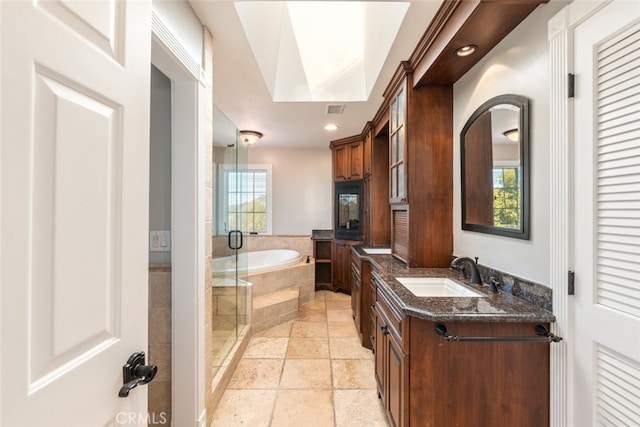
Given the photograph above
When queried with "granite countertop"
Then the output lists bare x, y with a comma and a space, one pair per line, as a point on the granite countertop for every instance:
494, 307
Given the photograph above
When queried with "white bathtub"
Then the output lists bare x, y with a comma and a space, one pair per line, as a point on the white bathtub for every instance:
256, 262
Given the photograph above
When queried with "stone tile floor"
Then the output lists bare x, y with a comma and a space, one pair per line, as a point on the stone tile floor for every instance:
310, 372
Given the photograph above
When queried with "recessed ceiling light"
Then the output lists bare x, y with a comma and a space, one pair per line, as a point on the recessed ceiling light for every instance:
250, 136
512, 134
466, 50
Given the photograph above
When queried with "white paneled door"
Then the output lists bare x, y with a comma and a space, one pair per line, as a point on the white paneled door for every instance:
74, 210
607, 217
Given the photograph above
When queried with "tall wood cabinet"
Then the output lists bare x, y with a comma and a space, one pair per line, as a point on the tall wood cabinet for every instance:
376, 215
420, 171
341, 262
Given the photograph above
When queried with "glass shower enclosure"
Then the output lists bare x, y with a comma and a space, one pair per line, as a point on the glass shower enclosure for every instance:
230, 291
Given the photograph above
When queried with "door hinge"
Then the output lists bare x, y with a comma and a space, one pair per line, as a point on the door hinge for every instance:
571, 288
571, 87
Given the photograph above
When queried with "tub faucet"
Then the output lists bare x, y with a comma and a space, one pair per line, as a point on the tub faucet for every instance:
475, 273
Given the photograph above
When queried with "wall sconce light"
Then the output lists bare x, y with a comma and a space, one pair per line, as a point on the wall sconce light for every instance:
466, 50
512, 134
250, 136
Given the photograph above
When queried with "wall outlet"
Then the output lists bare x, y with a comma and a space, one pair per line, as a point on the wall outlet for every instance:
160, 241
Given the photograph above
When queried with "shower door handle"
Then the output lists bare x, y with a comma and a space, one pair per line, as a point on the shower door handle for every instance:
236, 233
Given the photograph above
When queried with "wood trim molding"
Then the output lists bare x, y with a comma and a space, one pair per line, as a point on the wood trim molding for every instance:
165, 38
404, 69
561, 122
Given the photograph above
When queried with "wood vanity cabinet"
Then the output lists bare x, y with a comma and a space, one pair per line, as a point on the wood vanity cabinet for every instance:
391, 358
420, 171
347, 158
361, 298
458, 383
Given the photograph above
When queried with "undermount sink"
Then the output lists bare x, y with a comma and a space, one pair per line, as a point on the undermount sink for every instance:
436, 287
377, 251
· · ·
● **Requirement**:
Copy out all the data exactly; skip the pictures.

● **Correct output**:
Given the photograph above
When queried with "granite countertop"
Then the output lists bare x, y with a comma and a space, one pair per line, as a point on the granite countertop for every instance:
494, 307
Given the photograph above
When queried with "white bathtub"
Then the output lists bare x, y with a comma and a space, one pair per line, as a point on the white bathtub for every instance:
256, 262
Given the photograph above
When queried with "stone tile floor"
Then the output lists bare x, y with a comma and a space, one pair per line, as a point on the stone tile floor for every instance:
310, 372
Given the photograph above
When queried with "recessed ceiling light"
Then the output lists bare x, y with a comma and a space, one pair per line, as a point on the recessed ceiling light for every instance:
250, 136
512, 134
466, 50
Given the photograph above
When queried with "white paneled door"
Then the output lists bare x, y with a comma and a space, one pair per line, as a point on the white paneled door for every instance:
74, 210
607, 217
Given the photograph above
When queried with "tall wood cabinet"
Then the output lists bare x, y with a comma and a space, one pair per line, as a point on the tall wood cabinet for every instance:
376, 215
420, 171
341, 262
Given the photograph above
When queried with "glass shower enclosure"
Then the output lists bare x, y with a comma and a space, one pair per line, as a point on the glass shower enclosure for every instance:
230, 291
Given the photograph above
When queried with "door hinge"
Then the output lists bare x, y with a comma and a space, one pair per line, as a point on the door hinge for every instance:
571, 288
571, 87
Given the photograph above
When queried with "tub faucet"
Then the output lists bare x, y with a comma and a space, one pair per line, as a point on the tub faucet for every instance:
475, 273
Given the photograph above
When queried with "wall sconce light"
Then the output lists bare x, y with a comma and a space, one pair per line, as a point on the wall sconce light for every instance:
466, 50
512, 134
250, 136
Given the photograph above
When queried with "wall outlet"
Then the output lists bare x, y with a comma and a space, one pair per line, as a point on the wall outlet for every instance:
160, 241
Given the photograph above
When queried with "shower door handle"
Then the output lists bare x, y with a comma and a space, one pair per line, as a point on the shower door handle for every instance:
236, 233
Given the photograph above
When queried with "wood trim molding"
Then the output lists bare x, y with a comma and a space, one pair per line, as a point on the wood trim molding for every instance:
165, 38
404, 69
561, 122
Given the photograph above
When queried with "wood vanity cabinet"
Then the output lists bare x, y with a comma and a space, one pair per line, as a point on the wood vanity cabinet for every instance:
391, 358
420, 171
347, 158
361, 298
458, 383
Given the photograph above
When queried with "undermount sink"
Then the output lists bare x, y with a comma and a space, one pair per line, as a point on the undermount sink for every instance:
436, 287
377, 251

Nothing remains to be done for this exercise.